> Coordinate annotation records
· · ·
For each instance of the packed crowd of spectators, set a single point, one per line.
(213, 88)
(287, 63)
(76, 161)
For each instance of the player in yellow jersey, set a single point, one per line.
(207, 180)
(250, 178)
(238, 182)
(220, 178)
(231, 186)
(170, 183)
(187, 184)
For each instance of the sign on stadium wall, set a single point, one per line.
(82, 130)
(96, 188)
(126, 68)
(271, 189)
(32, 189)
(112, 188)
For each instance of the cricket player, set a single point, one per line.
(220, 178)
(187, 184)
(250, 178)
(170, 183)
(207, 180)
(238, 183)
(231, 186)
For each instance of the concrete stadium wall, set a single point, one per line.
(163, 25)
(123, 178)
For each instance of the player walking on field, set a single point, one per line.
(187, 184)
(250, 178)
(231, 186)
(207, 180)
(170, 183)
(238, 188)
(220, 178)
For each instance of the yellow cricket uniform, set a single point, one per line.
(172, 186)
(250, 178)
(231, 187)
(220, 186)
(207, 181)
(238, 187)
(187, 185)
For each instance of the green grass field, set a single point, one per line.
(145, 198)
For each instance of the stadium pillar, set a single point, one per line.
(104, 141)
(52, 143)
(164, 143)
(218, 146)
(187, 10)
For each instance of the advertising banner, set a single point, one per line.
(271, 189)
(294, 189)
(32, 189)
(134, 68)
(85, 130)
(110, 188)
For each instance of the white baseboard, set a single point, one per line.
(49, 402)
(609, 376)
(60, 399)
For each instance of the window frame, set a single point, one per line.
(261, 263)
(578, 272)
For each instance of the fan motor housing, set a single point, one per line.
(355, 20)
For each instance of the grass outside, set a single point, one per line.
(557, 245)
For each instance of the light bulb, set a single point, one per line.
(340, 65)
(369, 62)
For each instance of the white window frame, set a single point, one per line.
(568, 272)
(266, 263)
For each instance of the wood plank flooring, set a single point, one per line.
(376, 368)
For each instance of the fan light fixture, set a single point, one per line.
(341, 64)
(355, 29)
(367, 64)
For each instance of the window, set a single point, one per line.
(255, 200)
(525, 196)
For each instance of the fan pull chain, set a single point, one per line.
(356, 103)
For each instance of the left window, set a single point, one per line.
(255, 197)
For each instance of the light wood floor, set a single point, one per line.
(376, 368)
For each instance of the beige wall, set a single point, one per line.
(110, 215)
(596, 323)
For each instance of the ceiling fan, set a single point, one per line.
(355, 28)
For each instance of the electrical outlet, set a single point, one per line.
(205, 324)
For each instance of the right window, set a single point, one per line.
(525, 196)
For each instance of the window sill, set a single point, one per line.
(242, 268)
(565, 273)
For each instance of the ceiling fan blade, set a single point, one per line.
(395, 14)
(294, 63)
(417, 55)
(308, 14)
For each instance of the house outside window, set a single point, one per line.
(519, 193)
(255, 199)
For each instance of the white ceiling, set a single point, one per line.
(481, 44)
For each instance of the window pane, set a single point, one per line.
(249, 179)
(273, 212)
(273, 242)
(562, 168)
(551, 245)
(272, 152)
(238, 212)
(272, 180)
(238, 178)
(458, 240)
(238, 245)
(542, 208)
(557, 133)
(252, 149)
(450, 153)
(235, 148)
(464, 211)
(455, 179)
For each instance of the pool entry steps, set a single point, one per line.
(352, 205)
· · ·
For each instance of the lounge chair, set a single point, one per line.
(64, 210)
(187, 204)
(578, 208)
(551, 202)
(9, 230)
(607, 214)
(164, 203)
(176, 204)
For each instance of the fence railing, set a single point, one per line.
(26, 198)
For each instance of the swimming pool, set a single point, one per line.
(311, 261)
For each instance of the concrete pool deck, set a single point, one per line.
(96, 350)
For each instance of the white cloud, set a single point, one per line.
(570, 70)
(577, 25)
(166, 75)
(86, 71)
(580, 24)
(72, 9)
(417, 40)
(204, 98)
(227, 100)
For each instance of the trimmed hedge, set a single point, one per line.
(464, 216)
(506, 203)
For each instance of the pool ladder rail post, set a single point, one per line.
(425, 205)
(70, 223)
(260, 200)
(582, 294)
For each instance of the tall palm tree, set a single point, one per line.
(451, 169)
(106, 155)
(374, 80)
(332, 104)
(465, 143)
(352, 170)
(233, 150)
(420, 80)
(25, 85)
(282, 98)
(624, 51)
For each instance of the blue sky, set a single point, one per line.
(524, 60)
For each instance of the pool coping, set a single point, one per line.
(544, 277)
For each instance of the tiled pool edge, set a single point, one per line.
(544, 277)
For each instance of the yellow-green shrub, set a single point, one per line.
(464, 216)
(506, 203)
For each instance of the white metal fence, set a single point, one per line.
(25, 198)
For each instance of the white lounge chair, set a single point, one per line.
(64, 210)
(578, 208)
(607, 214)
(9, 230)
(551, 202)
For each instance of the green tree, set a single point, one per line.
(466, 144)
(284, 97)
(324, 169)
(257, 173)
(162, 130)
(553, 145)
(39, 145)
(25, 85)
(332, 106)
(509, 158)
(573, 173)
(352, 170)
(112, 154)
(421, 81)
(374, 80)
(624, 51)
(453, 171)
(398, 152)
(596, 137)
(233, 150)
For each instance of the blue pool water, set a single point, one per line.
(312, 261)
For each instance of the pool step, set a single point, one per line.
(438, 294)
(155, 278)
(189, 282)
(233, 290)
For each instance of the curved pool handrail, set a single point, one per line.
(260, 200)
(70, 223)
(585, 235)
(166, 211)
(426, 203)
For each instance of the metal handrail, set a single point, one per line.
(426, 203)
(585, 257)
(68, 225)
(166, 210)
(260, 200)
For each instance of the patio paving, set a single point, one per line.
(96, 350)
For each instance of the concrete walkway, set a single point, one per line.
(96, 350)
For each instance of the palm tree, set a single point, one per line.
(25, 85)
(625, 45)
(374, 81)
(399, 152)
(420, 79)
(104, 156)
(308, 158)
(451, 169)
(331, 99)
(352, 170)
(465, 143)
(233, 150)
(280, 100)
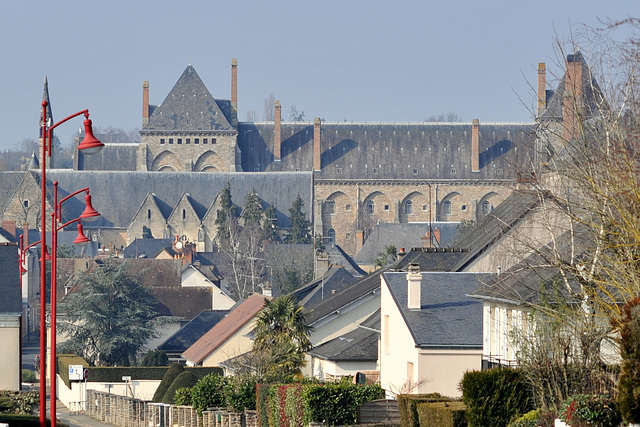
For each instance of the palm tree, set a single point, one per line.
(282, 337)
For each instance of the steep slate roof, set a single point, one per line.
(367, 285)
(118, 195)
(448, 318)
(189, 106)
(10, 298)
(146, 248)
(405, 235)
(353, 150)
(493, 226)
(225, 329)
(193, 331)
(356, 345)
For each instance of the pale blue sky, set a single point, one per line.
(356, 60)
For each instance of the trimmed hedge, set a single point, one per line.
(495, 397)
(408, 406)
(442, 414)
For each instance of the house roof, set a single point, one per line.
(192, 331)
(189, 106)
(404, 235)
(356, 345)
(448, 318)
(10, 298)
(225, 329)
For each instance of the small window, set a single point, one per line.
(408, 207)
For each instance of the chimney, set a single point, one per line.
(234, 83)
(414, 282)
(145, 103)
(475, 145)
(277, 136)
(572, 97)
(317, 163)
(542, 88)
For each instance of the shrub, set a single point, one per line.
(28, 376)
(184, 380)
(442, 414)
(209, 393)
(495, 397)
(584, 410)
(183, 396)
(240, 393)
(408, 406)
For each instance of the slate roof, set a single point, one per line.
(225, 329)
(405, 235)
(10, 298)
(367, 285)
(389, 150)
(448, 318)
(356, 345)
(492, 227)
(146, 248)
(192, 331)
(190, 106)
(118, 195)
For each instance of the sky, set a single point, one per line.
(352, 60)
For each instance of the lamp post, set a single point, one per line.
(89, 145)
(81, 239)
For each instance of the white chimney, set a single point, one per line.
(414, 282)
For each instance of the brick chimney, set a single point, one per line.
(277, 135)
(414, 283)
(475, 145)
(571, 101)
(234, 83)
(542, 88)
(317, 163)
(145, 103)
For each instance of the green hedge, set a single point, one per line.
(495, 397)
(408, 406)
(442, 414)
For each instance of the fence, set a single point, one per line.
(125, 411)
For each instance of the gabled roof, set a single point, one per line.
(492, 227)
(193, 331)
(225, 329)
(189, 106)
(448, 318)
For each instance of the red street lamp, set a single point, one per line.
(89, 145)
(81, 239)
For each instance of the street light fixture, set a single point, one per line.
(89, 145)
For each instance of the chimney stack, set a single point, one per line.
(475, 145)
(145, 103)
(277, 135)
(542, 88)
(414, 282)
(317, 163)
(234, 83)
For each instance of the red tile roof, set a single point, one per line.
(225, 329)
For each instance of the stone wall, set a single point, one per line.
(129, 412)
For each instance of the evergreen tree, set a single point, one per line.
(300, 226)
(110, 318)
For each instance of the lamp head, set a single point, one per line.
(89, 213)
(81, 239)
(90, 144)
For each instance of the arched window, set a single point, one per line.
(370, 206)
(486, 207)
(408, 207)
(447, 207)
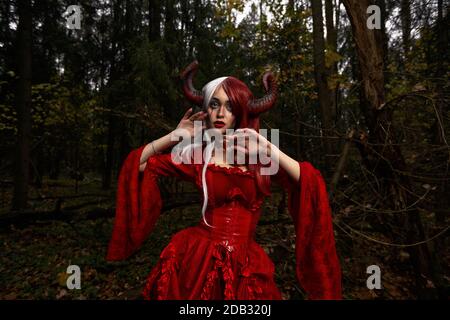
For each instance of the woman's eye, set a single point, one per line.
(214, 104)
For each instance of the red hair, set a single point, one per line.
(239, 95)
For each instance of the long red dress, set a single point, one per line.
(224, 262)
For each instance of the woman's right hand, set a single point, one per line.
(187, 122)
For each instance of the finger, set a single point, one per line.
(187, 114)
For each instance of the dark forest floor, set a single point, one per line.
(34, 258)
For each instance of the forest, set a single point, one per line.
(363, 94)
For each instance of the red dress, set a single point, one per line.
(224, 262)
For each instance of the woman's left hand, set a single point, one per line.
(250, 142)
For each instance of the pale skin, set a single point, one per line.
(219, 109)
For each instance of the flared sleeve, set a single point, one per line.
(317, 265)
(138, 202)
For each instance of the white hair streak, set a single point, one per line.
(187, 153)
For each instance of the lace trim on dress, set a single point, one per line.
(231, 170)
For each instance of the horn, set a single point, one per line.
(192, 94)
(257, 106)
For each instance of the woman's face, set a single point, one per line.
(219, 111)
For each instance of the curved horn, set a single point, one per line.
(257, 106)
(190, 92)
· · ·
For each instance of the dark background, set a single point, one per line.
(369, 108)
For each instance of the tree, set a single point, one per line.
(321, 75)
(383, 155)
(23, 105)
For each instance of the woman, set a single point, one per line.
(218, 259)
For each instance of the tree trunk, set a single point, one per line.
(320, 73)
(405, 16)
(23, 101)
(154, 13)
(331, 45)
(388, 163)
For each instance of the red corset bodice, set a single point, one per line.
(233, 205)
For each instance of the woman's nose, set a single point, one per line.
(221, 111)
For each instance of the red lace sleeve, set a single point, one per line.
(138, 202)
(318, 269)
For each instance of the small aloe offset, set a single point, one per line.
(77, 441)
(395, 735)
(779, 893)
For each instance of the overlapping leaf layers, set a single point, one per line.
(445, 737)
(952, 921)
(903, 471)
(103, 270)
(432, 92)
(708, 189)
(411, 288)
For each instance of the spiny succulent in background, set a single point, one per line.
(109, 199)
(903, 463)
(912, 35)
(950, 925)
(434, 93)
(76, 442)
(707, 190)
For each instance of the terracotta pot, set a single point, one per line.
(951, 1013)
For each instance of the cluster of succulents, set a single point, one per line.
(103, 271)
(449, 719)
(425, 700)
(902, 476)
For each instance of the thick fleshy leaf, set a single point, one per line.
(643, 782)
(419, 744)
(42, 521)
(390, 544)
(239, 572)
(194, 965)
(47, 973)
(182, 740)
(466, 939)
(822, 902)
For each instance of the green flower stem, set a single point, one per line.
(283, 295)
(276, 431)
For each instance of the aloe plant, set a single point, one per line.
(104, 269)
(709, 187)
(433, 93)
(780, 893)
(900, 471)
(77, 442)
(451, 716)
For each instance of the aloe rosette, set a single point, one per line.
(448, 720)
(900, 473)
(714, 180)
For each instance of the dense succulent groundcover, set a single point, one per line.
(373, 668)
· · ·
> What is being asked
Please count the lines in the rows above that contain the string "pale", treating uppercase and lowercase letters as different. Reply with the number alone.

> Answer
2